(Data records)

--*--

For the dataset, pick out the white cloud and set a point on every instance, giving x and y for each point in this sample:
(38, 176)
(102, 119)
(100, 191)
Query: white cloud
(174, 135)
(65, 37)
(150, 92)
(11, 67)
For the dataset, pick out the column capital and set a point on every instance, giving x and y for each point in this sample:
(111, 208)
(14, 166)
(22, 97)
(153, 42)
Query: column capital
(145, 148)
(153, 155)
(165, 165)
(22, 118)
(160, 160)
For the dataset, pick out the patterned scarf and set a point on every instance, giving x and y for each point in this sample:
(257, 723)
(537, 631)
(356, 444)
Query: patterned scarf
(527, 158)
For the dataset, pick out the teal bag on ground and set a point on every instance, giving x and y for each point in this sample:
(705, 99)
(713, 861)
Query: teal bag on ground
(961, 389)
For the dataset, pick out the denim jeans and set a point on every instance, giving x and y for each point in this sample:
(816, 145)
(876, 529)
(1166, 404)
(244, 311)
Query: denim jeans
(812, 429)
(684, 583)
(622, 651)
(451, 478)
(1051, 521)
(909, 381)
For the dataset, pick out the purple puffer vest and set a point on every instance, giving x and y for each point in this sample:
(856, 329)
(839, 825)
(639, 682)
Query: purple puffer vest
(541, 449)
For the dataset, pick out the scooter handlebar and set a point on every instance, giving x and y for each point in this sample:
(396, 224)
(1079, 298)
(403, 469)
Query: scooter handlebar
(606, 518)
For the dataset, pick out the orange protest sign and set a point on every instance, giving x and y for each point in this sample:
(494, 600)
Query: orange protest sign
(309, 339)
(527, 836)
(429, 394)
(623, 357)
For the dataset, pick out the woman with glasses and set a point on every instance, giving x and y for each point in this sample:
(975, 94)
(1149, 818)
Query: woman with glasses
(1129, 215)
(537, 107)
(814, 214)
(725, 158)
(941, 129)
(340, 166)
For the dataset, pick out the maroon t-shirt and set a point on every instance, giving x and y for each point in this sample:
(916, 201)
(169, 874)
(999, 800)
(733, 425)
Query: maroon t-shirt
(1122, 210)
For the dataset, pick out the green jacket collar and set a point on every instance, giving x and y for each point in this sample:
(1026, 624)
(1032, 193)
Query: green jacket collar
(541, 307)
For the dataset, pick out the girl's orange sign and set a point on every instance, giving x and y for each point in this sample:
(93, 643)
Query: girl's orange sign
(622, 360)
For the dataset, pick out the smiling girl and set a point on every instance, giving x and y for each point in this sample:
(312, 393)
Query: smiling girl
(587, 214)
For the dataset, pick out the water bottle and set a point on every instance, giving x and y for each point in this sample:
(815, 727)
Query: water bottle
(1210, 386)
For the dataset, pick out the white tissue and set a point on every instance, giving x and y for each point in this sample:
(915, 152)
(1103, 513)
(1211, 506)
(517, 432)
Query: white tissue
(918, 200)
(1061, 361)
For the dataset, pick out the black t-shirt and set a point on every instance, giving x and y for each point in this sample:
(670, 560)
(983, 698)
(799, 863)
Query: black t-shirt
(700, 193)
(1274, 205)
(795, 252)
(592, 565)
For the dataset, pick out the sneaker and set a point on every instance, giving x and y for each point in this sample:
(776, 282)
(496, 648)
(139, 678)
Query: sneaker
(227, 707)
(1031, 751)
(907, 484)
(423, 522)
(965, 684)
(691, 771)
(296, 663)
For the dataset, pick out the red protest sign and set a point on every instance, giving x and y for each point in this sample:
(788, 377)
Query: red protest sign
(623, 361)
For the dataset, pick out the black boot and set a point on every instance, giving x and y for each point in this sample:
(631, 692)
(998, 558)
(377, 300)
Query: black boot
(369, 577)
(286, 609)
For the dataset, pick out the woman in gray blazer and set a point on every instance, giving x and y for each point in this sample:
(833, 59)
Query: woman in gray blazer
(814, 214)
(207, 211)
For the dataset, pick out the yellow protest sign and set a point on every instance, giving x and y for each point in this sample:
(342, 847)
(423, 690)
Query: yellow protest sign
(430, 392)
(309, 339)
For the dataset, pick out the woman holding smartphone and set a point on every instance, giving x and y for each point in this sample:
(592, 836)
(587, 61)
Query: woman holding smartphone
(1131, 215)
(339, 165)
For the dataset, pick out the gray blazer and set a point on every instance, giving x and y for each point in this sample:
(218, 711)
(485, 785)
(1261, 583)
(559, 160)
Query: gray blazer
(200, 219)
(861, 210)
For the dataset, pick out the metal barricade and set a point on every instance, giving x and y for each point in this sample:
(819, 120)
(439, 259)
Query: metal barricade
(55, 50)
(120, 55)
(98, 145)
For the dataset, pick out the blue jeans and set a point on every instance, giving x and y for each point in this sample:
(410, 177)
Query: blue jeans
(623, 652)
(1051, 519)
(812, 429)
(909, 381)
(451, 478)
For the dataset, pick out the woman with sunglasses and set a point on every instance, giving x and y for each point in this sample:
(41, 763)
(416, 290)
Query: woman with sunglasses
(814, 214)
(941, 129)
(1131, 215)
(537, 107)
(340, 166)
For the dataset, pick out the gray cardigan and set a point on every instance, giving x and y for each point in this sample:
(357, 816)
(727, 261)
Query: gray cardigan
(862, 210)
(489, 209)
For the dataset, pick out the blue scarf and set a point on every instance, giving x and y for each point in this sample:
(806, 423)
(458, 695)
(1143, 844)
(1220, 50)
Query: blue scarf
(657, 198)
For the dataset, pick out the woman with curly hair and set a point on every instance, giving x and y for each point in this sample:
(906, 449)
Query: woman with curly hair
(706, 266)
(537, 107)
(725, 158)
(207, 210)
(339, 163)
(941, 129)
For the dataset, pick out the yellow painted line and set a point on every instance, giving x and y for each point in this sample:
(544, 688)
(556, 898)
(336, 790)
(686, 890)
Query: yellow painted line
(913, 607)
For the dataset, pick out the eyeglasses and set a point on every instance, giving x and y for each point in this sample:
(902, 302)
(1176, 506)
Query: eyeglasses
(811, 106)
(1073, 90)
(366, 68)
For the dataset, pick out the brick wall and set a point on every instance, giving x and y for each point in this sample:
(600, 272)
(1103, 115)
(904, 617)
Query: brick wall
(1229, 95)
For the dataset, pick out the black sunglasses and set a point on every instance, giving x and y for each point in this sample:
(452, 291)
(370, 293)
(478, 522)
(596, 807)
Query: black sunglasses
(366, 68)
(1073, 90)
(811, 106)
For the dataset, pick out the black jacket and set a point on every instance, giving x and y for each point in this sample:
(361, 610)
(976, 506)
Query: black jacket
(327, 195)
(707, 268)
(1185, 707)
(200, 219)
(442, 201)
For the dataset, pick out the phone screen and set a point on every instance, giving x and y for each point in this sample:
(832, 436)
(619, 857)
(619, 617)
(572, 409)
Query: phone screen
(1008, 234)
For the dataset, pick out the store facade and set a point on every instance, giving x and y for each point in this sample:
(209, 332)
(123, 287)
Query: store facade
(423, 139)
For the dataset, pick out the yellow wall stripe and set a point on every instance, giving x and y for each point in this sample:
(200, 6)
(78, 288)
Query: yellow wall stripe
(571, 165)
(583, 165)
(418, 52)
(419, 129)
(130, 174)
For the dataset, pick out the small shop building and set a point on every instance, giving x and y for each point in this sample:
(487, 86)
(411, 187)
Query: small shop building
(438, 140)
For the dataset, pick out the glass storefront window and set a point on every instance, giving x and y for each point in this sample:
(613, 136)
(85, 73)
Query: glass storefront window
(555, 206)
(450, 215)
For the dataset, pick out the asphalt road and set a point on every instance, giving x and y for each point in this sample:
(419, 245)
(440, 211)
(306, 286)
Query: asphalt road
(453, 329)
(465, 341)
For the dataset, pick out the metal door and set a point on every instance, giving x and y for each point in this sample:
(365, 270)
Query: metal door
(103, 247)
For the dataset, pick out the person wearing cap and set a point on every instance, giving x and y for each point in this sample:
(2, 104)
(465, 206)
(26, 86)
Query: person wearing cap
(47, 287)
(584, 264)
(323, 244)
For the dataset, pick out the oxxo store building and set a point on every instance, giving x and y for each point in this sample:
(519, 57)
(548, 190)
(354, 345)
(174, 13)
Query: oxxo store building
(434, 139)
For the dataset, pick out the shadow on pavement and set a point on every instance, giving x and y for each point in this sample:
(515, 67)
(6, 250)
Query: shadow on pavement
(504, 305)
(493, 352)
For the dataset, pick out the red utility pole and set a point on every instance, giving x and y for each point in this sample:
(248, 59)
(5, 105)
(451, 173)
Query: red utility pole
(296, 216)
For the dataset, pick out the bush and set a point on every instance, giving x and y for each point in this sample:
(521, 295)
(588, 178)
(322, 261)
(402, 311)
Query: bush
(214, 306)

--*--

Problem to work on: Would you output, unchanged, each line from the start of the records to the line that holds "For the dataset, pick out the teal", both included and nothing else?

Result of the task:
For the dataset, pick out the white cloud and set a point on every instance, giving x and y for each point in this sample:
(38, 176)
(102, 119)
(100, 191)
Query: white cloud
(174, 135)
(65, 37)
(150, 92)
(11, 67)
For the dataset, pick out the column capital and set a point on every instance, giving x and y for each point in this sample:
(111, 208)
(14, 166)
(22, 97)
(153, 42)
Query: column capital
(145, 148)
(153, 155)
(165, 165)
(22, 118)
(160, 160)
For the dataset, pick out the patterned scarf and set a point on every instance, giving x and y for each point in this sample:
(257, 723)
(537, 631)
(356, 444)
Query: patterned scarf
(527, 158)
For the dataset, pick out the teal bag on ground and set a point on every instance, giving x and y for each point in this sample:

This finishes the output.